» STORED DATA:
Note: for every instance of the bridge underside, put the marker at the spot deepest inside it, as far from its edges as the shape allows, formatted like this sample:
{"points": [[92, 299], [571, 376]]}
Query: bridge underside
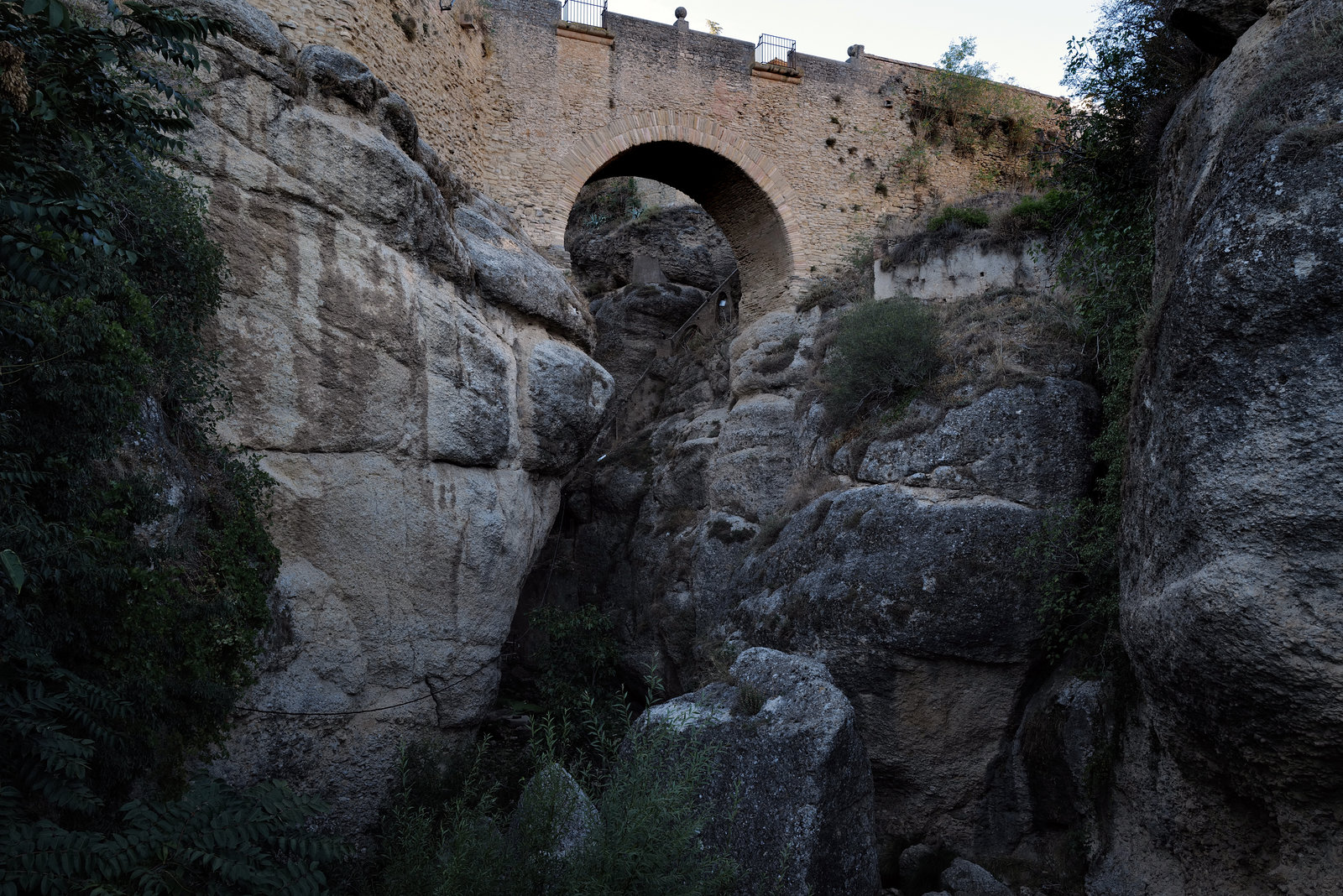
{"points": [[738, 204]]}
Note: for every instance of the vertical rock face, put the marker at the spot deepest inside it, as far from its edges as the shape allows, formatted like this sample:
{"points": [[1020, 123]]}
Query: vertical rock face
{"points": [[723, 513], [1233, 518], [414, 378]]}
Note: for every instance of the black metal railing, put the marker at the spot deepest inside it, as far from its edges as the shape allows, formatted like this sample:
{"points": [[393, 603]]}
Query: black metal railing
{"points": [[584, 13], [772, 49]]}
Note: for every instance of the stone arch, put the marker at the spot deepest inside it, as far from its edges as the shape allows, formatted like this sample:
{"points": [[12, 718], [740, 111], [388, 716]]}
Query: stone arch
{"points": [[739, 187]]}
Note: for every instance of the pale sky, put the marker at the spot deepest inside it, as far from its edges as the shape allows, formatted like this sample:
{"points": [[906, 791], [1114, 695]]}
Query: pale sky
{"points": [[1025, 39]]}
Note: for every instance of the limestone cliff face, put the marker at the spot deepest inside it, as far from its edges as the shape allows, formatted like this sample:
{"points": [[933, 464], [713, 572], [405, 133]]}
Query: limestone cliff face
{"points": [[1233, 515], [720, 513], [415, 378]]}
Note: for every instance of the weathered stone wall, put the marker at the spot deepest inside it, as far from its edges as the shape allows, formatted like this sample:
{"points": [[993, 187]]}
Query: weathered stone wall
{"points": [[532, 113], [413, 374]]}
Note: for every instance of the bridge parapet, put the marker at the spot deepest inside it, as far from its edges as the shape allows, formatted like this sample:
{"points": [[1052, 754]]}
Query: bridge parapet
{"points": [[806, 161]]}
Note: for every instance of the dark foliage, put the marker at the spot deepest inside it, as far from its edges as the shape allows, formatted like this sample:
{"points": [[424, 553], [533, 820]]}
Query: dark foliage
{"points": [[136, 561], [883, 352], [1131, 73]]}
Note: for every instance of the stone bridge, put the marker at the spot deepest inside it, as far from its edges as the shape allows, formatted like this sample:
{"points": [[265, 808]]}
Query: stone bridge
{"points": [[798, 164]]}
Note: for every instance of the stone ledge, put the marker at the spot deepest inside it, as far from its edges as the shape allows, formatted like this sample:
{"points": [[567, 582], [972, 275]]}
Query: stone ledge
{"points": [[776, 73], [584, 33]]}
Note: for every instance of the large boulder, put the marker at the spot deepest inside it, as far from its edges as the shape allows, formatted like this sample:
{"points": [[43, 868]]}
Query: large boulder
{"points": [[790, 773], [682, 242]]}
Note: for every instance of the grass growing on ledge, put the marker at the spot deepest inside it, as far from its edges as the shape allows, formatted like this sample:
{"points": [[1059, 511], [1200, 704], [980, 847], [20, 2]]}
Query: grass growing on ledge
{"points": [[966, 217]]}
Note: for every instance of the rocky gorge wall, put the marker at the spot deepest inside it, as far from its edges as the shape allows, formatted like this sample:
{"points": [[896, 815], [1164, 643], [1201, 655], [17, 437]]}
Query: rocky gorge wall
{"points": [[423, 387], [1229, 779], [414, 378], [720, 511]]}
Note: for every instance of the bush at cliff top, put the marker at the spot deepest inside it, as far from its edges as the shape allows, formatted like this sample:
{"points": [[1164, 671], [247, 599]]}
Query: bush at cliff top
{"points": [[883, 351], [136, 564]]}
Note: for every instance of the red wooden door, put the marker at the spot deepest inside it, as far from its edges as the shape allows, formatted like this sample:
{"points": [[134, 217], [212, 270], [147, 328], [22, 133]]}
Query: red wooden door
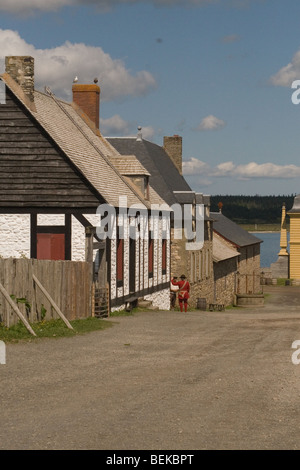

» TASK TO CARRY OUT:
Write out the data precisely as given, excluding the pictures.

» COMPLETE OUTPUT:
Note: for every instance of the bridge underside, put the marker at the spot deepest inside it, as far from its edges as the shape allows, formatted like this sample:
{"points": [[92, 299], [571, 376]]}
Query: bridge underside
{"points": [[738, 204]]}
Note: for every instance of the vertical rock face, put the marker at the spot deepest inside it, as far from its edges as the shape allows, formatted like this sample:
{"points": [[1020, 123]]}
Query: vertical rock face
{"points": [[723, 513], [1233, 518], [414, 378]]}
Note: for every instance of the black metal railing, put the marker at the spot deepest inside it, as far from its edges as the shape allows, formatted like this sample:
{"points": [[393, 603]]}
Query: black metal railing
{"points": [[584, 13], [772, 49]]}
Note: for every instance of the stone arch, put the marker at the spot deepest inside it, as far from its edges as the shape allows, formatted like this sample:
{"points": [[12, 718], [740, 111], [388, 716]]}
Query: stone arch
{"points": [[739, 187]]}
Note: for every instance of the pale sky, put the marker at the spot deepest inside it, as far from its edges as the shape allows, formatted like this sample:
{"points": [[906, 791], [1114, 695]]}
Query: pale sky
{"points": [[1025, 39]]}
Note: for every instance of the limestone cliff face, put the marker at the spot deepest inside it, as far from its edges as the shape allows, formatted like this sample:
{"points": [[933, 464], [713, 572], [405, 133]]}
Query: limestone cliff face
{"points": [[1233, 515], [720, 513], [415, 378]]}
Note: for every instance of the weathered stone wall, put the marker at the spot deepest inside it, as far from its edges as the shape allows, formatted like this sample:
{"points": [[993, 187]]}
Query: weathered stone wall
{"points": [[532, 113], [413, 374]]}
Note: for every instance of the bridge parapet, put the marker at the spot deepest inside it, as far from its edges as the shape allows, formatted like this sample:
{"points": [[1052, 754]]}
Query: bridge parapet
{"points": [[806, 161]]}
Note: for every instance of the dark foliage, put the marker at the spot deepest inside it, as far from its edges as the shape allows, formatted like this sample:
{"points": [[424, 553], [533, 820]]}
Query: dark foliage
{"points": [[136, 561], [883, 352], [1131, 73]]}
Note: for every instance of the stone bridge, put the marker at the spot deepest inside it, as far from its edges as the shape allows, formatted like this sample:
{"points": [[265, 808]]}
Query: stone bridge
{"points": [[798, 164]]}
Note: for every instance of the stone ledge, put the marker at the spot deepest inside it, as far from its edges as the shape allows, formatted like this sample:
{"points": [[567, 582], [972, 275]]}
Query: stone ledge
{"points": [[776, 73], [584, 33]]}
Note: for every instance of the large boulder, put the marker at the spot deepest inside it, as far from its edges as the shape allows, formatted like this sample:
{"points": [[43, 868]]}
Query: large boulder
{"points": [[790, 773], [682, 242]]}
Note: for every instance of the grass growing on ledge, put the marker at the spot deepest inside it, as far from its edges as the shape allows, formatted like this sample:
{"points": [[1059, 511], [1200, 704], [980, 847], [20, 2]]}
Query: grass growing on ledge
{"points": [[966, 217]]}
Note: for every instance of the rocky gorge wall, put the marker at the spot deepest inside it, as far from its edges as the shape allows, formatted like this sample:
{"points": [[896, 815], [1164, 643], [1201, 655], [17, 437]]}
Query: rocky gorge wall
{"points": [[423, 387], [1229, 779], [414, 378], [720, 511]]}
Note: for every instance of the bush at cliff top, put the marker at the spot deepest inside it, as far from its edges as the shape allows, formatted like this sample:
{"points": [[1164, 671], [247, 599]]}
Query: bush at cliff top
{"points": [[883, 351], [136, 564]]}
Note: for every instance of the red wooden door, put the marker at the spot deepest inside it, as far from its edges as the shape allows, formatted like this sample:
{"points": [[134, 217], [212, 270], [147, 328], [22, 133]]}
Query: red wooden door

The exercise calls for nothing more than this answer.